# [Challenge]
Gather every line from the items below that contains the word "olympic" and copy each one out.

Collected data
'''

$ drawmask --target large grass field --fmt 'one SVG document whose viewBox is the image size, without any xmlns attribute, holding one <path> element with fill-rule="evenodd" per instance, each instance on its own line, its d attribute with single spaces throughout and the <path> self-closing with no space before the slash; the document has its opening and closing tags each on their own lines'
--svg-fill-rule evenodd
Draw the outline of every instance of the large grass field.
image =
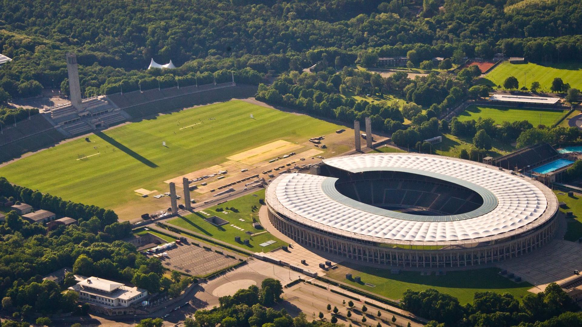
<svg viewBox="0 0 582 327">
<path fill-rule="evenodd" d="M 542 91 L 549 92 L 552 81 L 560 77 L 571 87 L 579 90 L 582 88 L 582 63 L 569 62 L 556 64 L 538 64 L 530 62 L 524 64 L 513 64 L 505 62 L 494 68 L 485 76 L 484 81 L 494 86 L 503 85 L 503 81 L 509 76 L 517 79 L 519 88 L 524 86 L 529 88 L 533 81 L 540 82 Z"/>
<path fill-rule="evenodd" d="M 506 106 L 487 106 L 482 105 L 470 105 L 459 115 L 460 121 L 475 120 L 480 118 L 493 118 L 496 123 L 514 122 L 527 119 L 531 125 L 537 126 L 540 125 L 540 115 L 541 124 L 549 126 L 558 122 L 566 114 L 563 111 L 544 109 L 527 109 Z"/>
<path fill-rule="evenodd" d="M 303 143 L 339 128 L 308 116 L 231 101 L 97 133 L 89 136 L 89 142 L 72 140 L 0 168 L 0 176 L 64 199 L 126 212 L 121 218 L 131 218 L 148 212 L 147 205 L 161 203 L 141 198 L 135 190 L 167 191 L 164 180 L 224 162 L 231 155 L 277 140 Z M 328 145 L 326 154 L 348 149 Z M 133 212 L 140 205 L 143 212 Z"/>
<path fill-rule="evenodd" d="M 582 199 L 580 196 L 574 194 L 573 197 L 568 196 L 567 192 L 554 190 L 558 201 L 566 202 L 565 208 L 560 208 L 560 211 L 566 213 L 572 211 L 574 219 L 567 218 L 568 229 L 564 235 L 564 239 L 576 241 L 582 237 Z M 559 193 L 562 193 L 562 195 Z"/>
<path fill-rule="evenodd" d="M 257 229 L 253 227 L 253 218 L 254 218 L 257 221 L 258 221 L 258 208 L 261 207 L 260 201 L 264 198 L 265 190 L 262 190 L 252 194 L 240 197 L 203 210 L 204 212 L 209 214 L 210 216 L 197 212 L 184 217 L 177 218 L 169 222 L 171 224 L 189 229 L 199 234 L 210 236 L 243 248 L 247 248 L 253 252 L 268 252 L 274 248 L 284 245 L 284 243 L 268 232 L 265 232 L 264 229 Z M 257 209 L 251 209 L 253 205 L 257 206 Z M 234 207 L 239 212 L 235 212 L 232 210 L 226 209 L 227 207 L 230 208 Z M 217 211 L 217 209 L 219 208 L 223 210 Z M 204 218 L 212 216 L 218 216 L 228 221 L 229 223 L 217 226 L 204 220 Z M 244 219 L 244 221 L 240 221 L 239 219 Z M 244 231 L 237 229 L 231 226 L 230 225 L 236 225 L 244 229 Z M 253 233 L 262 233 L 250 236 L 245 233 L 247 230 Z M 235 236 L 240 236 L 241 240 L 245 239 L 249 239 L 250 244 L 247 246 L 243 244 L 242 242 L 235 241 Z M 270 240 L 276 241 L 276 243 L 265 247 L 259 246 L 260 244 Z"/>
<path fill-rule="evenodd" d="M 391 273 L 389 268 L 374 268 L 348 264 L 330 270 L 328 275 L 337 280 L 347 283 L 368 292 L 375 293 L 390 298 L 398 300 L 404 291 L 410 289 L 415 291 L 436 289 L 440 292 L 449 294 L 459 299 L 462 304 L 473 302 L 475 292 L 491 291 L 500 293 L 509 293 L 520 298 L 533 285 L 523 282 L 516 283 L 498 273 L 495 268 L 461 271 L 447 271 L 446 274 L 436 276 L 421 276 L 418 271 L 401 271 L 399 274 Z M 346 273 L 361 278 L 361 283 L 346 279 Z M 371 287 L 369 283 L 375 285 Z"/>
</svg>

'''
'''

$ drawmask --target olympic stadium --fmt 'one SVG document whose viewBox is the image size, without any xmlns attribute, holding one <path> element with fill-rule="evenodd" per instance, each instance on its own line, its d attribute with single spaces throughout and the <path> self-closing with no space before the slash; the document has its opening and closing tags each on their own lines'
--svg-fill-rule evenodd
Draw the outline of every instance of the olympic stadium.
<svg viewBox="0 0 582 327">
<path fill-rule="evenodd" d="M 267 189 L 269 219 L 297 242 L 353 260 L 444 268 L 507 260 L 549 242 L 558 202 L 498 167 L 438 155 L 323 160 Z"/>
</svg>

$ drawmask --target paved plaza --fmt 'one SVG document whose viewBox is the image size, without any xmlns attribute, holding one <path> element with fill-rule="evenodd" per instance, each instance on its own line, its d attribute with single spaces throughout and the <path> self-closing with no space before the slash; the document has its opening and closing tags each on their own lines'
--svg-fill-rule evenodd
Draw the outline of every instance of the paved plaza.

'''
'''

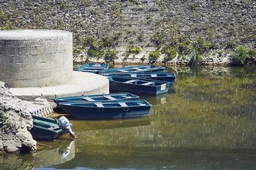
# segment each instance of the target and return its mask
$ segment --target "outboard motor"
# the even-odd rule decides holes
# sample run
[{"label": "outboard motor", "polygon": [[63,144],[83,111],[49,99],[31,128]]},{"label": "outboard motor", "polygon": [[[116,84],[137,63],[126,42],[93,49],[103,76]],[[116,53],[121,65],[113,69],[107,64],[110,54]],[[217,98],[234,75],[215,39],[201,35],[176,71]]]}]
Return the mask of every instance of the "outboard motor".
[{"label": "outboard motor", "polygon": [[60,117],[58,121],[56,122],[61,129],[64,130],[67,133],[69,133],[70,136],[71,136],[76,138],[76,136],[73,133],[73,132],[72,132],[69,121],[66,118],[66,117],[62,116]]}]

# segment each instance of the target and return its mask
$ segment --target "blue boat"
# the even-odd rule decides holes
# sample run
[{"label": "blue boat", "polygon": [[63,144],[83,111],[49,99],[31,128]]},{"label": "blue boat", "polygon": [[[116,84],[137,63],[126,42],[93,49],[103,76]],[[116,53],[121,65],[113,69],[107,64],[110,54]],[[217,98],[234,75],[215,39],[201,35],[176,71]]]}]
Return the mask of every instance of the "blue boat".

'''

# [Response to the task]
$ drawmask --target olympic stadium --fmt 'one SVG document whose viewBox is the image size, without any xmlns attribute, holding one <path> element with fill-rule="evenodd" per instance, each instance on its own line, its d attribute with single spaces throughout and the <path> self-closing with no space before the slash; the document has its opening and closing tags each on their own lines'
Draw the outline of every instance of the olympic stadium.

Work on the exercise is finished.